> _Records provided_
-*-

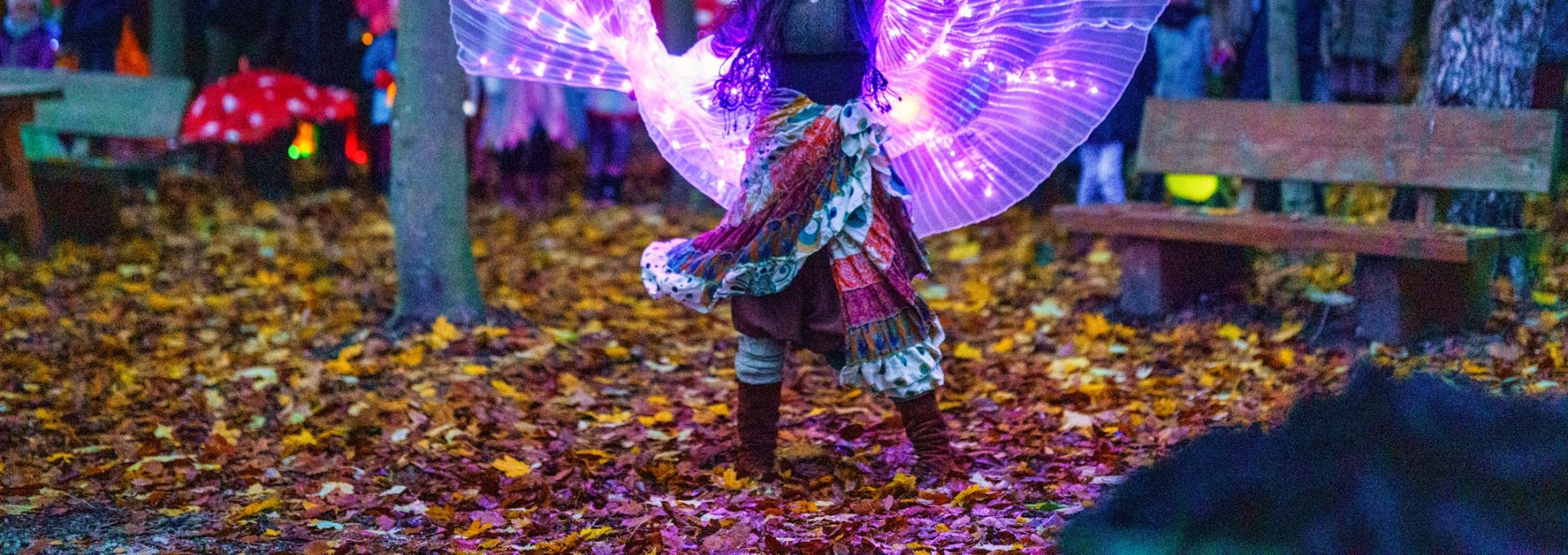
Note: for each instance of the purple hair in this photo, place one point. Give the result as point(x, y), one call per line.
point(753, 35)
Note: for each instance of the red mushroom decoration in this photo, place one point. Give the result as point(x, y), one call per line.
point(252, 105)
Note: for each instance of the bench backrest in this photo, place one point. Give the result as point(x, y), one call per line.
point(107, 104)
point(1387, 145)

-*-

> _Aim_
Convert the records, starting with the line containing "Note: for each instance of the red" and going on through the end of the records, into a two-column CSV with the header text,answer. Give one row per record, with each value in a single quoted field and any line breaks within a value replaced by spaces.

> _Answer to the task_
text,answer
"Note: for each instance of the red mushroom decoration in this photo, place one point. Give the result as point(x, y), one call per line.","point(252, 105)"
"Note: for each instance of the bench backrest in this photo, place one point. Give the result as point(x, y), one call per line.","point(107, 104) point(1387, 145)"